** start Passage **

The principal markets for Clorox Common Stock are the New York 
and Pacific Stock Exchanges.  The high and low sales prices 
quoted for New York Stock Exchange-Composite Transactions 
Report for each quarterly period during the past two fiscal 
years appears under "Quarterly Data," page 38 of the Annual 
Report, incorporated herein by this reference, and on 
July 31, 1996, the closing price for the Company's stock was 
$90.875 per share.

(b)  HOLDERS.

The approximate number of record holders of Clorox Common Stock 
as of July 31, 1996 was 13,009 based on information provided by 
the Company's transfer agent.  

(c)  DIVIDENDS.

The amount of quarterly dividends paid with respect to Clorox 
Common Stock during the past two fiscal years appears under 
"Quarterly Data," page 38 of the Annual Report, incorporated herein 
by this reference.

ITEM 6.  SELECTED FINANCIAL DATA

This information appears under "Financial Summary," pages 36 and 
37 of the Annual Report, incorporated herein by this reference. 

ITEM 7.  MANAGEMENT'S DISCUSSION AND ANALYSIS OF FINANCIAL 
CONDITION AND RESULTS OF OPERATION

This information appears under "Management's Discussion and 
Analysis," pages 22 and 23 of the Annual Report, incorporated 
herein by this reference.  

ITEM 8.  FINANCIAL STATEMENTS AND SUPPLEMENTARY DATA

These statements and data appear on pages 24 through 35 and 38 
of the Annual Report, incorporated herein by this reference.

ITEM 9.  CHANGES IN AND DISAGREEMENTS WITH ACCOUNTANTS ON 
ACCOUNTING AND FINANCIAL DISCLOSURE

None.

PART III

ITEM l0.  DIRECTORS AND EXECUTIVE OFFICERS OF THE REGISTRANT

Information regarding each nominee for election as a director, 
including those who are executive officers of the Company, 
appears under "Nominees for Election as Directors" of the 
definitive Proxy Statement of the Company, which will be 
filed with the United States Securities and Exchange Commission 
within 120 days after the end of the registrant's fiscal year 
ended June 30, 1996 ("Proxy Statement"), incorporated herein 
by this reference.

Pursuant to Instruction 3 to Item 401(b) of Regulation S-K, 
information regarding the executive officers of the 
registrant is reported in Part I of this Report.

The information required by Item 405 of Regulation S-K appears 
under "Section 16(a) Beneficial Ownership Reporting Compliance" 
of the Proxy Statement, incorporated herein by this reference.

ITEM 11.  EXECUTIVE COMPENSATION

The information required by Item 402 of Regulation S-K appears 
under "Organization of the Board of Directors," "Employee 
Benefits and Management Compensation Committee Report on 
Compensation," "Summary Compensation Table," "Options and 
Stock Appreciation Rights," "Long-Term Incentive Plans," 
"Comparative Stock Performance," and "Pension Benefits" of 
the Proxy Statement, all incorporated herein by this reference.

ITEM 12.  SECURITY OWNERSHIP OF CERTAIN BENEFICIAL OWNERS AND 
MANAGEMENT

(a)  SECURITY OWNERSHIP OF CERTAIN BENEFICIAL OWNERS.

Information concerning the only entity or person known to 
the Company to be the beneficial owner of more than 5% of 
its Common Stock appears under "Beneficial Ownership of 
Voting Securities" of the Proxy Statement, incorporated 
herein by this reference.

** end Passage **
** start Recorded data **

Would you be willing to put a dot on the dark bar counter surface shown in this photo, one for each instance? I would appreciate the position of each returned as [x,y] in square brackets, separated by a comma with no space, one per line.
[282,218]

** end Recorded data **

__Tasks__.
**1.** List the Proxy Statement headings that the Clorox filing cites under Item 11 for executive compensation information.
**2.** Reproduce everything in the Clorox filing from "The information required by Item 402" down to "all incorporated herein by this reference.".

__Outputs__.
**1.**
1. Organization of the Board of Directors
2. Employee Benefits and Management Compensation Committee Report on Compensation
3. Summary Compensation Table
4. Options and Stock Appreciation Rights
5. Long-Term Incentive Plans
6. Comparative Stock Performance
7. Pension Benefits

**2.**
The information required by Item 402 of Regulation S-K appears 
under "Organization of the Board of Directors," "Employee 
Benefits and Management Compensation Committee Report on 
Compensation," "Summary Compensation Table," "Options and 
Stock Appreciation Rights," "Long-Term Incentive Plans," 
"Comparative Stock Performance," and "Pension Benefits" of 
the Proxy Statement, all incorporated herein by this reference.